(Labeled point records)
========================
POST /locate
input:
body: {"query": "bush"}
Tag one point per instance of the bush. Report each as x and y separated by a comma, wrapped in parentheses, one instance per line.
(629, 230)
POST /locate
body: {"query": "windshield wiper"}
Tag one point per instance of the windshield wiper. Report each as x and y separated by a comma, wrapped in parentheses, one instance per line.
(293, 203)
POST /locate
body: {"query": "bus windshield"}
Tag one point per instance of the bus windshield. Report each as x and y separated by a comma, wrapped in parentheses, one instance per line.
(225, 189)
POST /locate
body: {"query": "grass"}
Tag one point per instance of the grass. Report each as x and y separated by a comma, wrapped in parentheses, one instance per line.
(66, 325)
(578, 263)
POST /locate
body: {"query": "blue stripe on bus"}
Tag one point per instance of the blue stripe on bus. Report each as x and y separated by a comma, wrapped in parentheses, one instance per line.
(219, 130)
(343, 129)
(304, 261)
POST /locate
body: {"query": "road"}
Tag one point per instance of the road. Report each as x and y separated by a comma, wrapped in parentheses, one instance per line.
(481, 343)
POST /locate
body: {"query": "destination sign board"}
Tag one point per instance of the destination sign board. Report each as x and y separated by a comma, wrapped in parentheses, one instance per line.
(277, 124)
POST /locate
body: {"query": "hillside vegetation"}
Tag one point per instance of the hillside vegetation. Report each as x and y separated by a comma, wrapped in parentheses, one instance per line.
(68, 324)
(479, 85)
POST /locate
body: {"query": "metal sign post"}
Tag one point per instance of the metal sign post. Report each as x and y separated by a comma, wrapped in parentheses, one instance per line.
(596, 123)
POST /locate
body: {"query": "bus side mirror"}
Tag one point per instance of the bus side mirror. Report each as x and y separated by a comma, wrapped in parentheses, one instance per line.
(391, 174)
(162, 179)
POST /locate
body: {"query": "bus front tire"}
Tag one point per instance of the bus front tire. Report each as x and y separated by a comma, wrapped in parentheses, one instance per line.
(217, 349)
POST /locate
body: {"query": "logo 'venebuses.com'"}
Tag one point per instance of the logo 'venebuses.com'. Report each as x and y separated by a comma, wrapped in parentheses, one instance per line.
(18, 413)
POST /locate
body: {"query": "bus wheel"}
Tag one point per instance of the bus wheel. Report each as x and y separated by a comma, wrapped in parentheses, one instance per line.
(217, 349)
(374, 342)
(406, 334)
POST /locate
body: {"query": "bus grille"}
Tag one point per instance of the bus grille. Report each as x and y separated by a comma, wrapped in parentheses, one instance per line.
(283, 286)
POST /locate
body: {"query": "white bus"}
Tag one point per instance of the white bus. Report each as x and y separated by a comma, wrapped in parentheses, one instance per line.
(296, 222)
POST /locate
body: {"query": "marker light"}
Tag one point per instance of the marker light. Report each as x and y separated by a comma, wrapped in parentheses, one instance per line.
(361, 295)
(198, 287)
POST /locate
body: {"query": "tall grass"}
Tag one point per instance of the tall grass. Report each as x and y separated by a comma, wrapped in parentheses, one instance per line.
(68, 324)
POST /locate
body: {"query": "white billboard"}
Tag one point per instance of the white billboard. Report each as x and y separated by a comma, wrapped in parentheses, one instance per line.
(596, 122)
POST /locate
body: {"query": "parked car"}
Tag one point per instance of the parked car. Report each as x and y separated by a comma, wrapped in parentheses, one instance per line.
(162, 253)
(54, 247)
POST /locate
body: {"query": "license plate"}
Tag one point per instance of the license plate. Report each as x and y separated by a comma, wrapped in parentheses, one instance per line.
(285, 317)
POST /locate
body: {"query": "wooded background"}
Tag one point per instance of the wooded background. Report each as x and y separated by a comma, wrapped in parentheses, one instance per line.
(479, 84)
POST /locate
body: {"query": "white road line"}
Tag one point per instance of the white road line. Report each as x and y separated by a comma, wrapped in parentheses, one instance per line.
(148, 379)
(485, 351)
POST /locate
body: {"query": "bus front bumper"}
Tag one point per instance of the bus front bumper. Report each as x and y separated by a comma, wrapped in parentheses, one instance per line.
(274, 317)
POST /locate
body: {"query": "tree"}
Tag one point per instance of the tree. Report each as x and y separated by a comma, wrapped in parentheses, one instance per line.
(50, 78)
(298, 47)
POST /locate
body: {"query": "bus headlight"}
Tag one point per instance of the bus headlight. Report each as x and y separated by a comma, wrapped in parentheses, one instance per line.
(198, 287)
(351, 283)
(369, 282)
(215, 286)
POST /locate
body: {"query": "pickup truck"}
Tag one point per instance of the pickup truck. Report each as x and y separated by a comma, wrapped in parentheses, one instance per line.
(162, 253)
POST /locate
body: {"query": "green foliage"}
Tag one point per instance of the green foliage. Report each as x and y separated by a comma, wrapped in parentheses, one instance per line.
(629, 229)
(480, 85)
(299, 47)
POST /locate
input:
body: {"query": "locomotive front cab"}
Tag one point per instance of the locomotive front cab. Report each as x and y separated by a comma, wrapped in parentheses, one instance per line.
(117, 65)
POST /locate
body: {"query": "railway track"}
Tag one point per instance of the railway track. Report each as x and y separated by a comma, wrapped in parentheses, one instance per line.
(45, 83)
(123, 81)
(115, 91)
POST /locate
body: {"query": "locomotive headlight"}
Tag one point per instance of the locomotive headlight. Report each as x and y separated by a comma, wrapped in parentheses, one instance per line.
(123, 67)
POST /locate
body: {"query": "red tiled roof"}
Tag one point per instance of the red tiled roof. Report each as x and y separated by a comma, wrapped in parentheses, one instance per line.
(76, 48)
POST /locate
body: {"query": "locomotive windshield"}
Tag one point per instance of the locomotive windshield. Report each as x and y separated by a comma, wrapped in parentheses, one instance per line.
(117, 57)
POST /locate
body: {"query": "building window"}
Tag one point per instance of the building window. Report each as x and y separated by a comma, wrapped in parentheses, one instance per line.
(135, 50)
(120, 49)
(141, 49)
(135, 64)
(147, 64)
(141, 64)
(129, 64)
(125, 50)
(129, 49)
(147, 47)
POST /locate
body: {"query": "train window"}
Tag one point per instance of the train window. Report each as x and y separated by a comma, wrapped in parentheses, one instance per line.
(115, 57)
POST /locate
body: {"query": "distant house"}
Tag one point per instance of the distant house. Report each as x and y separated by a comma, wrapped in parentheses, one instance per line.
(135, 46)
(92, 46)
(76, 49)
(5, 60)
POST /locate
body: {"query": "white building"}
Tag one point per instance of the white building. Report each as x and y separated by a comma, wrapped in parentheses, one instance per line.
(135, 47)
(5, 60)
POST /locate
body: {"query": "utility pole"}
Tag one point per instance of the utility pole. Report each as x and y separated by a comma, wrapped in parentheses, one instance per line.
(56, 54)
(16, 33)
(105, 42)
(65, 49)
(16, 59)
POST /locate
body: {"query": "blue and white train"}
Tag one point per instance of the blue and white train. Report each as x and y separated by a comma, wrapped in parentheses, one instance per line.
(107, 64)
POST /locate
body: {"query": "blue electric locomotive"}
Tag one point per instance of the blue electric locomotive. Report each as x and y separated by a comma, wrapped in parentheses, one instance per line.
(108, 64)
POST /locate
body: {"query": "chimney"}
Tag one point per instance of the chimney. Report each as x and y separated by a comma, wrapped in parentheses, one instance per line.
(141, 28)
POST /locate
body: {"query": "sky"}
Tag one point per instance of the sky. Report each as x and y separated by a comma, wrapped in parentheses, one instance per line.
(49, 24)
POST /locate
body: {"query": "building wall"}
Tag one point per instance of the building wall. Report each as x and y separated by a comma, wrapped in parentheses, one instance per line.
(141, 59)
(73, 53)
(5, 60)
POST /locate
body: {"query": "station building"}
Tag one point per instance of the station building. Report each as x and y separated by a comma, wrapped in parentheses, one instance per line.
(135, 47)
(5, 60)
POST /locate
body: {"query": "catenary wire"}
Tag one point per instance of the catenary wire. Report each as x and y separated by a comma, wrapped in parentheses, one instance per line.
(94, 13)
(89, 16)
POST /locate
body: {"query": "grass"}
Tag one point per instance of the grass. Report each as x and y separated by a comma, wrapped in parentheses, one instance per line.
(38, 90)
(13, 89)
========================
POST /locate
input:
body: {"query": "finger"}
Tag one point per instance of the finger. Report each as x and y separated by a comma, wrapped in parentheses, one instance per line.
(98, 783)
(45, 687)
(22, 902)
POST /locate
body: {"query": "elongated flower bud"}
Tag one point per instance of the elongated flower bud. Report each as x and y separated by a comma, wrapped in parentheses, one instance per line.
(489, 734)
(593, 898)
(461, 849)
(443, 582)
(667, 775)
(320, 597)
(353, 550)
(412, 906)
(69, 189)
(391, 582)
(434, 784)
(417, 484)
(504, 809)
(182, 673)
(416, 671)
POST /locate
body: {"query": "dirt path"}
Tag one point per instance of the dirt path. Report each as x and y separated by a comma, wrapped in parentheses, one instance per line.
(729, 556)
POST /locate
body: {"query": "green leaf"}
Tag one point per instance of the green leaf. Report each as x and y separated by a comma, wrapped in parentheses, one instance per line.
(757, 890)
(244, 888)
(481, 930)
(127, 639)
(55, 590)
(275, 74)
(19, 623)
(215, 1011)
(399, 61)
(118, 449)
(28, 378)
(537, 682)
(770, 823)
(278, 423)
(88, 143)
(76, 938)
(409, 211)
========================
How many lines in the material contain the string "catenary"? Reply with the number alone.

▸ **RESPONSE TO THE EXERCISE**
2